A partir de ahí es historia conocida. Messi justifica mi viaje, el aforo y la existencia del fútbol. También explica, en parte, los temores en el punto de vista del entrenador del Madrid -ya de por sí proclive a jugar con gran seguridad defensiva- y por qué eligió en estos partidos cerrarse como un puño. Messi inventa en cualquier pequeño espacio una nueva dimensión. Otorga al armónico juego del Barça una llave maestra. Inyecta de sentido su sistema.

Los últimos clásicos nos dejaron dos lecciones importantes. Una es que se puede ser eficaz renunciando a la pelota. La otra, que para lograrlo un equipo no depende de sí mismo, sino de que el rival genere las condiciones idóneas.

Cuando se juega desde el control del balón, se obtiene la iniciativa. Sin el balón, uno se limita a dar respuestas al discurso de otro. La renuncia al balón es útil como recurso específico y circunstancial, como lo demostró el Madrid en el primer tiempo de la Copa, pero pierde sorpresa cuando se convierte en sistema.

########

- _Qué harás_: ¿Puedes reescribir el tramo del texto sobre los clásicos que va desde "Los últimos clásicos" hasta "convierte en sistema.", poniendo "esférico" en lugar de "balón"? Este listado proviene de otra fuente.

[Registros de una colección de datos]
########

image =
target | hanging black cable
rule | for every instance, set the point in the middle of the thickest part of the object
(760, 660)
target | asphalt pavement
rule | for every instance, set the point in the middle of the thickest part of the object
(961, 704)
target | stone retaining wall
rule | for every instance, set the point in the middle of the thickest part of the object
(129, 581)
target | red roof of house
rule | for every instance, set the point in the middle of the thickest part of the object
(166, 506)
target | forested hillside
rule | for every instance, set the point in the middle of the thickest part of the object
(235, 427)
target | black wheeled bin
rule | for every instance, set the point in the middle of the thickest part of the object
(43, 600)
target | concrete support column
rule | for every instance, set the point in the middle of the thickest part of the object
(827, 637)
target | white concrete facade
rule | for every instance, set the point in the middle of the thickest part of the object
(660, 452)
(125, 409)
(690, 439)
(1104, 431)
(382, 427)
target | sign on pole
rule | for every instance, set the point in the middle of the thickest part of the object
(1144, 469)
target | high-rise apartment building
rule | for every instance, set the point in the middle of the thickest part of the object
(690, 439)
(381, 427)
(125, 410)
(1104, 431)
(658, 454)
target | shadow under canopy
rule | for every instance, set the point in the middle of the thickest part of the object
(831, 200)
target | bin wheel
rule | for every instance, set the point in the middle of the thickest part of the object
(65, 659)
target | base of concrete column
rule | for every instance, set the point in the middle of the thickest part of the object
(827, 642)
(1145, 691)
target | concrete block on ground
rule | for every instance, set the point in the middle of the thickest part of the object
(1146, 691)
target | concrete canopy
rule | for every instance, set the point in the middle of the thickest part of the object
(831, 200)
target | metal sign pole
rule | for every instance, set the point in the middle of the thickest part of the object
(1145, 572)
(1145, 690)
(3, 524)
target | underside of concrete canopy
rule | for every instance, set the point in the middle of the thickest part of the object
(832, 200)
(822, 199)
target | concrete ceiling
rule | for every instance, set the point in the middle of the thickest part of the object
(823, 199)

########

- _Solución propuesta_:
Los últimos clásicos nos dejaron dos lecciones importantes. Una es que se puede ser eficaz renunciando a la pelota. La otra, que para lograrlo un equipo no depende de sí mismo, sino de que el rival genere las condiciones idóneas.

Cuando se juega desde el control del esférico, se obtiene la iniciativa. Sin el esférico, uno se limita a dar respuestas al discurso de otro. La renuncia al esférico es útil como recurso específico y circunstancial, como lo demostró el Madrid en el primer tiempo de la Copa, pero pierde sorpresa cuando se convierte en sistema.